▶ _Text for analysis_:
* * * *

1. You are so good at seeing both sides of anything that sometimes you find yourself having talked into a circle and you’re like, what do I even feel anymore?
2. Actually, you’re so good at seeing both sides that you’re almost too good at it. You can change your position on a whim, but are not wishy-washy; you genuinely believe different things on different days.
3. You are the most talkative person you’ve ever met. Your greatest party trick that all your friends are sick of by now is your ability to have an opinion on anything that’s ever existed in the history of life.
4. You overanalyze with the same fervency as someone who is trying to cure cancer and you constantly want to know why people do the things that they do and then, once you know why, you want to dissect it, much to the detriment of the friends you have that are not Geminis and are like, do you ever stop thinking? To which the answer is no, you never stop thinking.
5. Forget PMS, you are moody on the regular. Peace be to whoever dates you because whoa do they have their hands full.
6. Moody or not, you are such a delight to be around that you will seduce any potential lover with such wit and charm that, by the time they realize your duality, they’ll be like, “I don’t even care, you make me feel young and alive. I can forgive you for acting like you are Mary-Kate and Ashley at the same time.”

* * * *

▶ _Input data_:
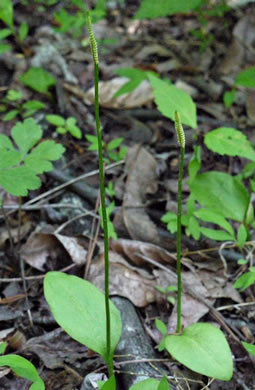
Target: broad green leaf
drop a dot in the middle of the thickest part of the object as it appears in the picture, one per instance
(147, 384)
(221, 192)
(164, 385)
(245, 281)
(23, 31)
(170, 99)
(5, 142)
(4, 47)
(246, 78)
(79, 308)
(241, 236)
(38, 79)
(218, 235)
(26, 134)
(31, 107)
(22, 367)
(152, 9)
(212, 216)
(9, 158)
(55, 120)
(6, 12)
(204, 349)
(17, 181)
(249, 347)
(230, 142)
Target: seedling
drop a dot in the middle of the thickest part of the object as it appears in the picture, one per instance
(12, 103)
(64, 126)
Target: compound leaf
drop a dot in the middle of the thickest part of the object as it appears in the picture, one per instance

* * * *

▶ _Assignment_: Reproduce everything in the Gemini list from "4. You overanalyze" down to "their hands full.", substituting "overthink" for "overanalyze".

▶ _Task solution_:
4. You overthink with the same fervency as someone who is trying to cure cancer and you constantly want to know why people do the things that they do and then, once you know why, you want to dissect it, much to the detriment of the friends you have that are not Geminis and are like, do you ever stop thinking? To which the answer is no, you never stop thinking.
5. Forget PMS, you are moody on the regular. Peace be to whoever dates you because whoa do they have their hands full.